Problem requirements → Could you turn every line of the data below into a numbered list, skipping blank lines and leaving out the pictures?
===== Material to process
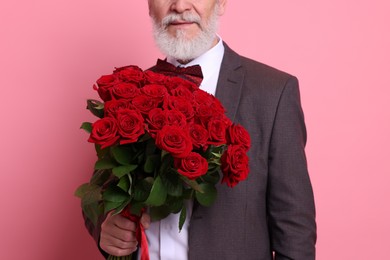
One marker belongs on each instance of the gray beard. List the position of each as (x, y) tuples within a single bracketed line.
[(178, 46)]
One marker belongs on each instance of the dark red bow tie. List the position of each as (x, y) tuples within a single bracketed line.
[(192, 73)]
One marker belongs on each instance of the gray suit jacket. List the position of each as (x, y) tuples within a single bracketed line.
[(273, 210)]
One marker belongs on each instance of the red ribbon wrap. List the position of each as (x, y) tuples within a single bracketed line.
[(139, 233)]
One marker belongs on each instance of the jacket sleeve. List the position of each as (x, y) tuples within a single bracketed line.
[(290, 200)]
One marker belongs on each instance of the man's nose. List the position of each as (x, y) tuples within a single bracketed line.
[(181, 6)]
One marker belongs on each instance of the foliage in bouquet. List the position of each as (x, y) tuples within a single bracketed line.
[(160, 140)]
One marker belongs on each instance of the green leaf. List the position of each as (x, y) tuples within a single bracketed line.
[(158, 213), (115, 194), (121, 207), (90, 201), (158, 193), (93, 211), (182, 218), (96, 107), (192, 183), (87, 126), (172, 182), (142, 189), (125, 183), (136, 208), (101, 153), (211, 177), (100, 177), (81, 190), (110, 205), (121, 155), (122, 170), (104, 164), (208, 196)]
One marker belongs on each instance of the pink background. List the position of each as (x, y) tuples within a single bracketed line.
[(52, 52)]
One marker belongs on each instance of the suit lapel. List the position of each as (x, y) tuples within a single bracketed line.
[(230, 82)]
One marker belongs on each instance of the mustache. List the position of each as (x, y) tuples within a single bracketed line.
[(186, 17)]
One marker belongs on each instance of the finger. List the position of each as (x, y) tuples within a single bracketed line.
[(127, 249), (120, 221)]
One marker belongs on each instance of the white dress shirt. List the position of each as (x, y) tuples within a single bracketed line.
[(165, 241)]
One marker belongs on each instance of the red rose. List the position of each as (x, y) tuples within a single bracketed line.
[(112, 106), (182, 91), (237, 134), (192, 166), (217, 132), (130, 74), (144, 103), (199, 135), (175, 117), (234, 165), (130, 125), (183, 105), (174, 140), (202, 97), (104, 86), (104, 132), (154, 78), (156, 120), (158, 92), (125, 91), (203, 114)]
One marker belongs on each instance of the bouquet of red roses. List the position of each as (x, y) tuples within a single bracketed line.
[(160, 140)]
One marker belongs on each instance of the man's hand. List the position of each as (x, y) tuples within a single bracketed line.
[(117, 235)]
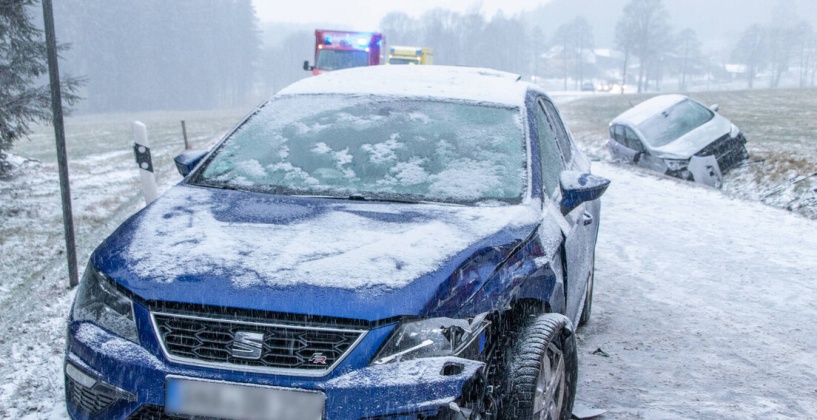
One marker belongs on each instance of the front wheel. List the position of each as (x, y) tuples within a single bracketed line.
[(540, 371)]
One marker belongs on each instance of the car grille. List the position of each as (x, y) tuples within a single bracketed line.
[(151, 412), (291, 349), (728, 151)]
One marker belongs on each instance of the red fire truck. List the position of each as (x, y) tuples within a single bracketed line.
[(335, 50)]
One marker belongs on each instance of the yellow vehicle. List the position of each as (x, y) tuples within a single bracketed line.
[(410, 55)]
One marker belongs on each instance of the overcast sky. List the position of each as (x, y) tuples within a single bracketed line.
[(366, 14)]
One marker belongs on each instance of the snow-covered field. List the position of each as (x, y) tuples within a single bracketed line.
[(704, 303), (780, 125)]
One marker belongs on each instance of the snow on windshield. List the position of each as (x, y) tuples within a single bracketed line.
[(674, 123), (353, 245), (376, 147)]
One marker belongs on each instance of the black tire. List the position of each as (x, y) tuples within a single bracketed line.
[(587, 309), (540, 370)]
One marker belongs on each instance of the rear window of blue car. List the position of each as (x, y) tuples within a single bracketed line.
[(377, 147)]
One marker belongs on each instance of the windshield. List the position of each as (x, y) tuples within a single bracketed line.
[(395, 60), (379, 148), (341, 59), (674, 122)]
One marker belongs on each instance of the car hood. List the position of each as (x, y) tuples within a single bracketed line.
[(361, 260), (691, 143)]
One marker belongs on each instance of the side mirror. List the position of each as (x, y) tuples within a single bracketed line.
[(188, 160), (578, 187)]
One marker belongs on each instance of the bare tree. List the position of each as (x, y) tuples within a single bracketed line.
[(689, 56), (642, 31), (804, 47), (750, 51), (780, 36), (400, 29), (576, 39)]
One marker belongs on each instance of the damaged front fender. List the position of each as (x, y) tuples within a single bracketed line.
[(705, 170)]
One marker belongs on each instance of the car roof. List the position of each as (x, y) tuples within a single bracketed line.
[(641, 112), (438, 82)]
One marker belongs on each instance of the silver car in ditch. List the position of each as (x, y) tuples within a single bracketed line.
[(680, 137)]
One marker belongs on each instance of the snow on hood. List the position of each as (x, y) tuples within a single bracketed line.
[(696, 139), (255, 240)]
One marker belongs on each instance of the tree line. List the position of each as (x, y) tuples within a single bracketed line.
[(158, 54)]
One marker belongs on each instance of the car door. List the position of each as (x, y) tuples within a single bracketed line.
[(617, 142), (578, 226), (642, 156)]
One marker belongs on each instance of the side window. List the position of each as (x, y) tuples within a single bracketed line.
[(618, 134), (552, 163), (559, 129), (633, 142)]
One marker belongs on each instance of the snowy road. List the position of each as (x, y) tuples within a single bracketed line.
[(704, 304)]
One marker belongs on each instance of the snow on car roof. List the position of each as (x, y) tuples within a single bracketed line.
[(443, 82), (641, 112)]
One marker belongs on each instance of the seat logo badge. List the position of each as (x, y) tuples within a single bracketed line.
[(248, 345), (318, 359)]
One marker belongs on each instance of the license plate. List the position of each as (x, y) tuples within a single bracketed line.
[(241, 402)]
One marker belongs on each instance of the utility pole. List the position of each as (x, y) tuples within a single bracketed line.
[(59, 132)]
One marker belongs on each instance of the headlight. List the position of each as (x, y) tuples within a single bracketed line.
[(435, 337), (99, 302), (676, 164), (734, 132)]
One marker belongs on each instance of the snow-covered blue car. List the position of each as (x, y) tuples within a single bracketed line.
[(385, 242)]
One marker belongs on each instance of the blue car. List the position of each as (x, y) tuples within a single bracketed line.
[(385, 242)]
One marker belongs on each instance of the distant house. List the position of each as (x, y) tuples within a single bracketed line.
[(735, 71)]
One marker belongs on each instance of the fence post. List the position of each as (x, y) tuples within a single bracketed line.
[(141, 148), (184, 133)]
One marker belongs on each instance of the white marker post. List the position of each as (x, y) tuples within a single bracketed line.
[(141, 148)]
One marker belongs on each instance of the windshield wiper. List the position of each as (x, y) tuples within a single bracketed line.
[(361, 197)]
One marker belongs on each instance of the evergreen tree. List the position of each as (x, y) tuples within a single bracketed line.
==========
Answer to this problem →
1. One marker belongs on each instance of the gray beard. List the position of each as (x, y) tuples within a single bracketed line.
2. [(178, 46)]
3. One marker belongs on each instance of the dark red bow tie. List the position of each as (x, y) tuples within a single bracketed line.
4. [(192, 73)]
5. One marker belongs on each instance of the gray suit jacket. List the position of each as (x, y) tuples within a single bracketed line.
6. [(273, 210)]
7. One marker belongs on each instance of the red ribbon wrap. List the position of each as (x, y) tuples within a single bracketed line.
8. [(139, 233)]
9. One marker belongs on each instance of the jacket sleeve. List the position of each as (x, y) tuples within a single bracketed line.
10. [(290, 200)]
11. One marker belongs on each instance of the man's nose. List the position of each as (x, y) tuples within a single bracketed line.
12. [(181, 6)]
13. One marker belongs on each instance of the foliage in bouquet. List the position of each as (x, y) tuples within a single bracketed line.
14. [(160, 140)]
15. One marker belongs on each instance of the green leaf. List the position of each as (x, y) tuples within a single bracketed line.
16. [(158, 213), (115, 194), (121, 207), (90, 201), (158, 193), (93, 211), (182, 218), (96, 107), (192, 183), (87, 126), (172, 182), (142, 189), (125, 183), (136, 208), (101, 153), (211, 177), (100, 177), (81, 190), (110, 205), (121, 155), (122, 170), (104, 164), (208, 196)]
17. One marker belongs on each instance of the pink background. List the position of each as (x, y) tuples within a single bracketed line.
18. [(52, 52)]
19. One marker belongs on each instance of the suit lapel. List the position of each as (x, y) tuples within a single bracketed line.
20. [(230, 82)]
21. One marker belongs on each instance of the mustache. List the position of each as (x, y) tuples within a single bracketed line.
22. [(186, 17)]
23. One marker belongs on each instance of the finger. List the position of each as (x, y) tuples within a single bracketed line.
24. [(127, 249), (120, 221)]
25. One marker belongs on each instance of the white dress shirt. List the position of each as (x, y) tuples within a single bracketed line.
26. [(165, 241)]
27. One marker belongs on each instance of the red rose. List the position of each as (x, y) tuples within a single bracketed line.
28. [(112, 106), (182, 91), (237, 134), (192, 166), (217, 132), (130, 74), (144, 103), (199, 135), (175, 117), (234, 165), (130, 125), (183, 105), (174, 140), (202, 97), (104, 86), (104, 132), (154, 78), (156, 120), (158, 92), (125, 91), (203, 114)]
29. One marker belongs on each instance of the bouquet of red roses. List the position of each as (x, y) tuples within a single bracketed line.
30. [(160, 140)]
31. One marker belongs on each instance of the man's hand. List the position of each as (x, y) tuples within a single bracketed line.
32. [(117, 235)]
33. One marker belongs on each instance of the front wheel. List the position of each as (x, y) tuples within a single bracketed line.
34. [(540, 371)]
35. One marker belongs on each instance of the car grille. List the position of each as (x, y) tuples within a single bracketed line.
36. [(151, 412), (291, 349), (728, 151)]
37. One marker belongs on each instance of the red fire truck. List the position of each as (x, y) tuples within a single bracketed line.
38. [(335, 50)]
39. One marker belongs on each instance of the yellow vehicle. List the position of each as (x, y) tuples within a single bracketed line.
40. [(410, 55)]
41. One marker belongs on each instance of the overcast sky. List the position of each as (x, y) tuples within a single bracketed line.
42. [(366, 14)]
43. One marker belongs on each instance of the snow-covered field. List the position of each as (x, y) tuples within a single bracketed line.
44. [(704, 303), (780, 125)]
45. One marker belongs on each instance of the snow on windshield. List the position of each as (x, y) tuples within a single bracketed line.
46. [(674, 123), (353, 245), (376, 147)]
47. One marker belongs on each instance of the black tire. List the position of each as (x, y) tuples within a single bracketed line.
48. [(587, 309), (540, 370)]
49. One marker belongs on each instance of the rear window of blue car. List the position of each as (x, y) tuples within a single bracketed line.
50. [(377, 147)]
51. One marker belongs on each instance of the windshield. List the position of each as (x, y) tuples within a single bracketed line.
52. [(395, 60), (379, 148), (341, 59), (674, 122)]
53. One marker belongs on each instance of the car hood. List the position of each as (x, y) tuples within a single bracketed line.
54. [(361, 260), (691, 143)]
55. One marker belongs on each instance of the side mirror. List the position of each as (x, y) tuples within a single bracketed line.
56. [(188, 160), (578, 187)]
57. One marker belongs on each instance of the bare tree. List the position of each as (x, y) tuples within a single bracketed line.
58. [(689, 56), (642, 31), (804, 47), (750, 51), (780, 36), (400, 29), (576, 39)]
59. One marker belongs on each instance of the damaged front fender. List the position of each as (x, y) tuples within a single bracketed line.
60. [(705, 170)]
61. One marker belongs on each instance of the car roof. List the position of each as (x, y) tuples within a single bracketed line.
62. [(641, 112), (438, 82)]
63. One marker belongs on each instance of the silver car in ditch. List the position of each as (x, y) tuples within a single bracketed line.
64. [(680, 137)]
65. One marker belongs on each instance of the snow on hood. List the position of each as (x, y) tuples within a single bracketed line.
66. [(696, 139), (255, 240)]
67. One marker belongs on each instance of the tree line. List the position of each as (x, y) tuples within a single bracketed line.
68. [(158, 54)]
69. One marker belongs on each instance of the car door. List the position of each as (x, y) tuples within a single bracketed line.
70. [(617, 142), (578, 226), (642, 156)]
71. One marker belongs on each instance of the side window. List the position of each as (x, y) tuples within a single bracketed line.
72. [(618, 134), (552, 163), (559, 129), (633, 142)]
73. One marker belongs on each instance of the snowy road. List the position of each as (x, y) tuples within a single bracketed line.
74. [(704, 304)]
75. One marker belongs on each instance of the snow on car roof. List the position of each as (x, y) tuples within a single bracketed line.
76. [(443, 82), (641, 112)]
77. One marker belongs on each instance of the seat logo badge. List the position of each as (x, y) tuples within a single bracketed line.
78. [(248, 345), (318, 359)]
79. One marker belongs on each instance of the license plate. List the position of each as (x, y) tuples within a single bracketed line.
80. [(241, 402)]
81. One marker belongs on each instance of the utility pole. List the position of each as (x, y) tuples within a single bracketed line.
82. [(59, 132)]
83. One marker belongs on each instance of the headlight. List the position of each as (x, y) tuples within a single bracketed line.
84. [(435, 337), (99, 302), (676, 164), (734, 132)]
85. One marker belongs on each instance of the snow-covered blue car. List the position of each as (x, y) tuples within a single bracketed line.
86. [(385, 242)]
87. One marker belongs on each instance of the blue car. List the position of each as (x, y) tuples within a single bracketed line.
88. [(385, 242)]
89. One marker belongs on each instance of the distant house. List the position of each as (x, y) tuples within a single bracketed line.
90. [(735, 71)]
91. One marker belongs on each instance of the fence post. List the position of each as (x, y) tuples within a single bracketed line.
92. [(141, 148), (184, 133)]
93. One marker belongs on each instance of the white marker post. List the position of each as (x, y) tuples within a single bracketed line.
94. [(141, 148)]
95. One marker belongs on each instance of the windshield wiper. List the position of each as (x, y) tuples within a single bracketed line.
96. [(361, 197)]
97. One marker belongs on each instance of the evergreen tree. List the position of each as (x, y) tuples within a single bracketed line.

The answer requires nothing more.